MCMC vs Optimal Estimation : Nonlinear Example

Some important notations and defintion:

Kernel:

$$A = \frac{\partial \hat{x}}{\partial x^{\text{true}}} = \left(K^T S_\epsilon^{-1} K + S_a^{-1}\right) K^T S_\epsilon^{-1}K$$

Gain Matrix:

$$\hat{S} K^T S_\epsilon^{-1}$$ Therefore the $$\hat{x} = x_a + G (y-Kx)$$

Posterior error covariance:

$$\hat{S} = \left(K^T S_\epsilon^{-1} K + S_a^{-1}\right)^{-1}$$

Goal: Build a clean, self-contained mathematical example (no physics).

1. The Setup

Nonlinear forward model:

$$F(x) = x^2$$

Observation:

$$y = 9.5 ~~(\text{true value is}~~ x_\text{true} = 3, ~~\text{but measurement has noise})$$

Measurement noise:

$$σ_\epsilon = 0.5$$

Prior:

$$x_a = 2.0, \sigma_a = 2.0$$

2. Posterior

$$ P(x|y) \propto P(y|x) · P(x) = exp(−(y − F(x))^2 / 2σ_ε^2) · exp(−(x − x_a)^2 / 2σ_a^2) $$

Plugging in \(F(x) = x^2\):

$$ P(x|y) \propto exp(−(9.5 − x^2)^2 / 0.5) · exp(−(x − 2)^2 / 8) $$

Key point: Not Gaussian due to \(x^2\) → nonlinear model.

[PROVIDED MATERIAL]

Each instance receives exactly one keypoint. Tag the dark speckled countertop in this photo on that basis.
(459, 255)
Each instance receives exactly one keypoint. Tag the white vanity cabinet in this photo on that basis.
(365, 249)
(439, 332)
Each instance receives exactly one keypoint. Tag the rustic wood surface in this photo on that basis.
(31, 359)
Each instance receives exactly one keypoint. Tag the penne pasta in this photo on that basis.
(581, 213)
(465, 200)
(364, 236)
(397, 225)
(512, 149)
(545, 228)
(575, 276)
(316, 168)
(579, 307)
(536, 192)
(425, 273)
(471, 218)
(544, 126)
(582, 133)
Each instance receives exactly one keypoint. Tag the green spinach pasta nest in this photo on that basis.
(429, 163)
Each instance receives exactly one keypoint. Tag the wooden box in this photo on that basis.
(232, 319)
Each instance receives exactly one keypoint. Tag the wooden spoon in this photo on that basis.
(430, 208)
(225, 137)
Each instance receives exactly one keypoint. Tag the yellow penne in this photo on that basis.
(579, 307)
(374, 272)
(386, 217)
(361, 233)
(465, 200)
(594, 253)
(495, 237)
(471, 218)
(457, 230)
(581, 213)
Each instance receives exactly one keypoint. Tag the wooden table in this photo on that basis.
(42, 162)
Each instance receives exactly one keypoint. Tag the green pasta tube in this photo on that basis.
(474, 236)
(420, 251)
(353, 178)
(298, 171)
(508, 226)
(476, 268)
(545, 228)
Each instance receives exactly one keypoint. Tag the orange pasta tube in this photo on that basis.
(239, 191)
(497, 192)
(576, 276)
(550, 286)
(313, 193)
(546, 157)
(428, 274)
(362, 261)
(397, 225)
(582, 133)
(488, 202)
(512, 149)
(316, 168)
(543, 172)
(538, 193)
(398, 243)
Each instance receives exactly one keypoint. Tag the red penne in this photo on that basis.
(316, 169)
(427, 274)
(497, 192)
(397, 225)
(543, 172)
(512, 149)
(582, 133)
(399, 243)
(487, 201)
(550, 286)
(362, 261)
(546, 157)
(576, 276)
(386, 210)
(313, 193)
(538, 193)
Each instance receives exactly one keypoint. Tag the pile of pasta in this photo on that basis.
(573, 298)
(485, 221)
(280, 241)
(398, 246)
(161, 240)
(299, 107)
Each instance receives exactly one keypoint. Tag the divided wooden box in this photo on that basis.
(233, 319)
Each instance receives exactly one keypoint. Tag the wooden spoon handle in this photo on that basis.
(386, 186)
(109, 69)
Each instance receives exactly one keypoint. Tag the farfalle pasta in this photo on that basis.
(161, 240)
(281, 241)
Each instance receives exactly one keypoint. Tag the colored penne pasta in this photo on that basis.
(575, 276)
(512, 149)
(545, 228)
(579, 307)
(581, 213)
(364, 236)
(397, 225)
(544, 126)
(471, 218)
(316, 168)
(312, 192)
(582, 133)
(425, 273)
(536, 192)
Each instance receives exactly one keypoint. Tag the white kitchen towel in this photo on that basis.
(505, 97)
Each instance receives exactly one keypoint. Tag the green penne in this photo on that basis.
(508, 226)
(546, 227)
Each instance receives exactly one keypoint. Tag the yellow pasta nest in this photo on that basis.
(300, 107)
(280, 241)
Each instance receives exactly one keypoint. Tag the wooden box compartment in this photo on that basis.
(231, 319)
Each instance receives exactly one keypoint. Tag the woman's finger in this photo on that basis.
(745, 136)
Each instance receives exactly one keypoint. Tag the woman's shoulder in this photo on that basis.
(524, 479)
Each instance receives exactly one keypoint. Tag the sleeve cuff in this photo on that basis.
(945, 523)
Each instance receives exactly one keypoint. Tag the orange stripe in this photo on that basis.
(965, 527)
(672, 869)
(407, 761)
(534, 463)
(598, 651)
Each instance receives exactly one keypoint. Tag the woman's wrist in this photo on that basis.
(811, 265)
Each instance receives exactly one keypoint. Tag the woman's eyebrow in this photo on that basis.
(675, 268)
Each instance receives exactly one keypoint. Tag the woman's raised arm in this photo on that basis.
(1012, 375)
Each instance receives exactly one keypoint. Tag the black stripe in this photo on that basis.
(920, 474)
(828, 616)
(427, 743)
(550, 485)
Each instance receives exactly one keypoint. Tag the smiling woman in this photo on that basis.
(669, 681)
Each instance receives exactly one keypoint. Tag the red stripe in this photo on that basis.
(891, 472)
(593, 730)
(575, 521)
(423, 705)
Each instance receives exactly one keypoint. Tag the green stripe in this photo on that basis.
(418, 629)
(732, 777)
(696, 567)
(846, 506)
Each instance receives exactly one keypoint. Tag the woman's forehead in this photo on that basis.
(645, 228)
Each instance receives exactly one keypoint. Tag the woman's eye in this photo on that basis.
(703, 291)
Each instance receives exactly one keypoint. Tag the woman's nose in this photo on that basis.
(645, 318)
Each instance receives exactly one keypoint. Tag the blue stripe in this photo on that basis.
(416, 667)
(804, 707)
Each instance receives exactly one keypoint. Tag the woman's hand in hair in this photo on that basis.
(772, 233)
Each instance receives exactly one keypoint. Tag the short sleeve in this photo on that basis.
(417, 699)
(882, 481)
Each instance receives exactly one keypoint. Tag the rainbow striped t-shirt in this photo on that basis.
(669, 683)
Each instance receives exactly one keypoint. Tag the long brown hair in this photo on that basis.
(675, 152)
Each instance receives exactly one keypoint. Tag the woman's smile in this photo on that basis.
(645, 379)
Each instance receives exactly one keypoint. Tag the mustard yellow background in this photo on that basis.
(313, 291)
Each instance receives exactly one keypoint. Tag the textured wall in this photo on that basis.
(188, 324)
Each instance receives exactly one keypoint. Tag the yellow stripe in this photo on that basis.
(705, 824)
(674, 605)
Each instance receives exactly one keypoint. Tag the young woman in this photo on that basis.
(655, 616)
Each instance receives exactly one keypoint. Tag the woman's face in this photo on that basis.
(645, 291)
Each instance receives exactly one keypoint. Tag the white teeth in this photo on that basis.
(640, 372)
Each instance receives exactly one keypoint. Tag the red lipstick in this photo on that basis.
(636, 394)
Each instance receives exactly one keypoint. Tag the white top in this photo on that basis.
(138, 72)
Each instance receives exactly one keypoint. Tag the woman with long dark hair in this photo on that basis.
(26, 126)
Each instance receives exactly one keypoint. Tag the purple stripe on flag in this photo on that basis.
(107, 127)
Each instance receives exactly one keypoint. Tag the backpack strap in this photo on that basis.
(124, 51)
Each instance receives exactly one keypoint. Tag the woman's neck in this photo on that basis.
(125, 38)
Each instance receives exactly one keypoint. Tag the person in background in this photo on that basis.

[TASK GOAL]
In the nonlinear example at the top, answer these questions:
(a) What value is given for the measurement noise?
(b) What is the true value of x behind the observation y = 9.5?
(c) What does the example say makes the posterior not Gaussian?

[THE OUTPUT]
(a) 0.5
(b) 3
(c) The x² term in the forward model, which makes the model nonlinear.